▼

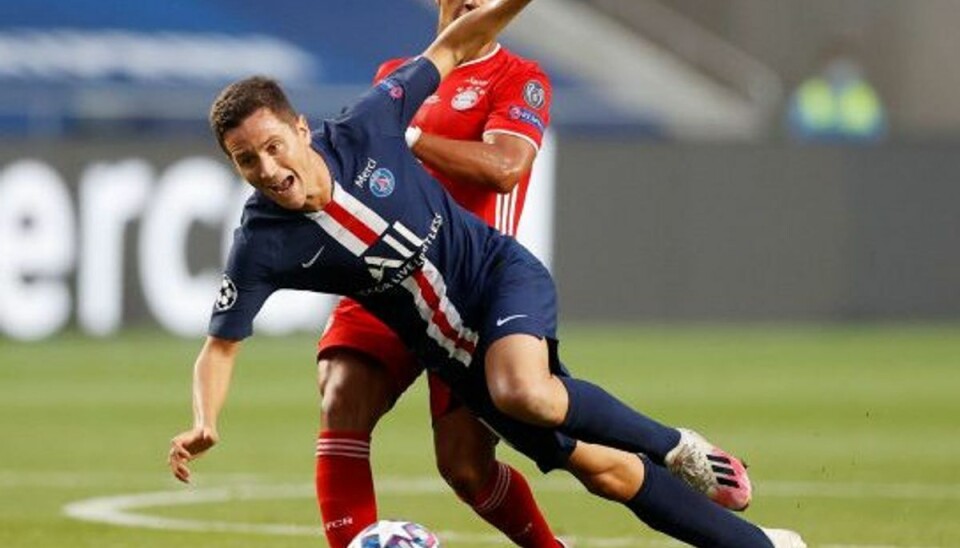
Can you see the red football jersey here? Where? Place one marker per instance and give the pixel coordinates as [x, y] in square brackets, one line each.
[499, 92]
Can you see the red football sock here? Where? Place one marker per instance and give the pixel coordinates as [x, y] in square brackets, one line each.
[507, 503]
[344, 485]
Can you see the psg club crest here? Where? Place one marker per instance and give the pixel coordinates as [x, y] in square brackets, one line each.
[382, 182]
[227, 296]
[534, 94]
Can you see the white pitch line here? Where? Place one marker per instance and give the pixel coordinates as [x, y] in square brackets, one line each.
[122, 510]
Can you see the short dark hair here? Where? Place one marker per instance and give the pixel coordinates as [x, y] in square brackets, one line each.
[244, 97]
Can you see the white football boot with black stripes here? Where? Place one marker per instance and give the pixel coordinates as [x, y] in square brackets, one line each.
[710, 470]
[784, 538]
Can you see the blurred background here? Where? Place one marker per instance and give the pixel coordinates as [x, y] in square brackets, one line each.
[711, 159]
[751, 208]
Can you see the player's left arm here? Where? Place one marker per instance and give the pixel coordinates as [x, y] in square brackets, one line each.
[497, 163]
[212, 372]
[465, 36]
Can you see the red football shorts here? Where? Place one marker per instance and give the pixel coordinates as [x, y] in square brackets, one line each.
[351, 327]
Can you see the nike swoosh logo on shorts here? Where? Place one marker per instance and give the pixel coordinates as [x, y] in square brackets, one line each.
[501, 321]
[313, 259]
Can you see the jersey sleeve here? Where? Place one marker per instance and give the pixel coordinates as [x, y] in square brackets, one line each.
[390, 105]
[243, 290]
[388, 67]
[521, 104]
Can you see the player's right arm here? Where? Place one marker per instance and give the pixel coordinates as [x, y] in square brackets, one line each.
[465, 36]
[212, 372]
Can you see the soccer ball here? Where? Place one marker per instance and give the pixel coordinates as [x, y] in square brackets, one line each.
[395, 534]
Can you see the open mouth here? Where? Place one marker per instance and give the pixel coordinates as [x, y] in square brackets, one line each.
[283, 185]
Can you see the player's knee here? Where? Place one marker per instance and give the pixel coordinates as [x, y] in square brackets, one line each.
[466, 477]
[618, 481]
[527, 401]
[354, 391]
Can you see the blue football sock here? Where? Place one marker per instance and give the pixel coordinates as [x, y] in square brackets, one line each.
[670, 506]
[596, 416]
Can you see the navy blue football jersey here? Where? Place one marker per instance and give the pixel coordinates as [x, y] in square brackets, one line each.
[391, 238]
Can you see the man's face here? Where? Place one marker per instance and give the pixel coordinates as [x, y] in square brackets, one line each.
[450, 10]
[273, 155]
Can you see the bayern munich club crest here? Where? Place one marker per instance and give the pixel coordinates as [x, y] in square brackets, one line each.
[382, 182]
[227, 296]
[534, 94]
[465, 99]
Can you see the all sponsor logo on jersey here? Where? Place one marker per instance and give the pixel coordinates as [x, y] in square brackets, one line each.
[526, 116]
[227, 296]
[392, 87]
[407, 253]
[534, 94]
[465, 99]
[382, 183]
[362, 177]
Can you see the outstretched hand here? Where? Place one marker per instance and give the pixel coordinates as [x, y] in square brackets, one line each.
[187, 446]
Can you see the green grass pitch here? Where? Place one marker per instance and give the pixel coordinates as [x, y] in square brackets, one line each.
[852, 434]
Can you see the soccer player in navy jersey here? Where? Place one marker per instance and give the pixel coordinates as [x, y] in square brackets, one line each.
[348, 210]
[478, 134]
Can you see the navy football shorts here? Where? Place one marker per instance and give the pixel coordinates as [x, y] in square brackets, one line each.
[519, 298]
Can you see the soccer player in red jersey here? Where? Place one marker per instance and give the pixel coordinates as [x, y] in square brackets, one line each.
[478, 134]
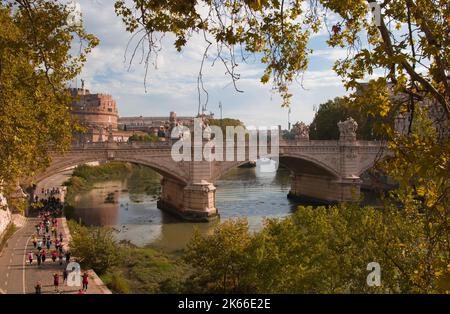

▲

Could you write out the whole listing above again, substituting "point" for every "marker" and changing nothing else? Leave the pictures out.

▸ **EXERCISE ANSWER**:
Can you see the red football jersey here? Where? Place one point per instance and give the pixel coordinates as [x, y] in square brackets, one line each.
[499, 92]
Can you see the red football sock here? Where? Place one point per instance and give the pixel coordinates as [x, y] in square brackets, one line each.
[507, 503]
[344, 485]
Can you see the psg club crest here? Where? Place one point per instance and give the pixel coordinates as [x, y] in square brackets, one line each.
[382, 182]
[227, 296]
[534, 94]
Can you see the white pitch line here? Where? Place one point per instance and give the pixel coordinates as [x, y] in square brackets, one line each.
[122, 510]
Can you see the short dark hair here? Where? Place one point per instance and give the pixel coordinates as [x, y] in square brackets, one line each.
[244, 97]
Can you see the white football boot with black stripes here? Where? Place one point per instance and give the pixel coordinates as [x, y] in square brackets, one line each.
[710, 470]
[784, 538]
Can you see the blurred background here? Where? Place one point per instance and give the pixel coordinates as [x, y] in square brackets, one line each.
[711, 159]
[751, 208]
Can you see the player's left arm here? Where? Place one point per instance and give the pixel coordinates as [x, y] in square brackets, one line each.
[497, 163]
[212, 372]
[465, 36]
Can you see the red football shorts here? Where? Place one point per instance and give the pixel coordinates as [x, y] in square brackets, one line each.
[351, 327]
Can you see the nike swoosh logo on shorts here? Where? Place one point per instance and give the pixel coordinates as [x, y] in square brackets, one line each.
[501, 321]
[313, 259]
Can you see the jersey sleeve here? Where? Place one point per instance and give the pixel coordinates as [x, y] in square brackets, one line each.
[390, 105]
[243, 290]
[388, 67]
[521, 104]
Can you see the player's right arm here? Where? Place one point per instance and give the pixel coordinates as [x, y] in square brackets, one line each.
[465, 36]
[212, 372]
Can you see the soccer ball here? Where? Place one point per instance and give the pixel coordinates as [x, y] in square brackets, one line each.
[395, 534]
Can you see the open mouth here? Where? Place one point per instance and give the pixel coordinates as [x, y] in square brackets, one line each.
[283, 185]
Can you see the player's knee here? Where? Place one point per instance and give the pixel coordinates as [x, y] in square brackets, one line each.
[466, 477]
[618, 481]
[527, 401]
[354, 391]
Can you see the blue football sock here? Where? Place one point per instance and give the pixel coordinates as [x, y] in square brackets, one line each.
[670, 506]
[596, 416]
Can you see the navy blue football jersey here? Where? Place one point per instance and give the pixel coordinates as [x, y] in square brackets, one line each.
[391, 238]
Can you see the man's face here? Where? Place one point per instance and give the pixel coordinates as [x, y] in square brackets, one line each.
[450, 10]
[273, 155]
Can you see the bayern munich club crest here? Where? Place one point per instance and give the pixel coordinates as [x, y] in square brackets, one line each.
[382, 182]
[227, 296]
[534, 94]
[465, 99]
Can you see the all sponsor logo on jersey here? Where? Place one point per instance and give the pixel coordinates as [x, y] in square brackets, one line each.
[526, 116]
[227, 296]
[392, 87]
[407, 253]
[534, 94]
[465, 99]
[382, 183]
[362, 177]
Can you see the outstretched hand here? Where? Place one point per instance and give the pixel coordinates as [x, y] in square brackets, one line each.
[187, 446]
Can you see the green grass pitch here? Where? Place one point per instance and give the pixel coordinates as [x, y] in square brackets, one line each.
[852, 434]
Can you see the soccer player in navy jersey here? Where? Place one point per instance and give the pixel coordinates as [x, y] in square brackets, one line each.
[348, 210]
[478, 134]
Can you see the navy football shorts here? Where? Place one point per instance and give the pixel coordinates as [x, y] in square brackets, one line each.
[519, 298]
Can you see the soccer player in red jersey here? Where? Place one point per instance and give the pixel coordinates as [x, y] in square brackets, one line each.
[478, 134]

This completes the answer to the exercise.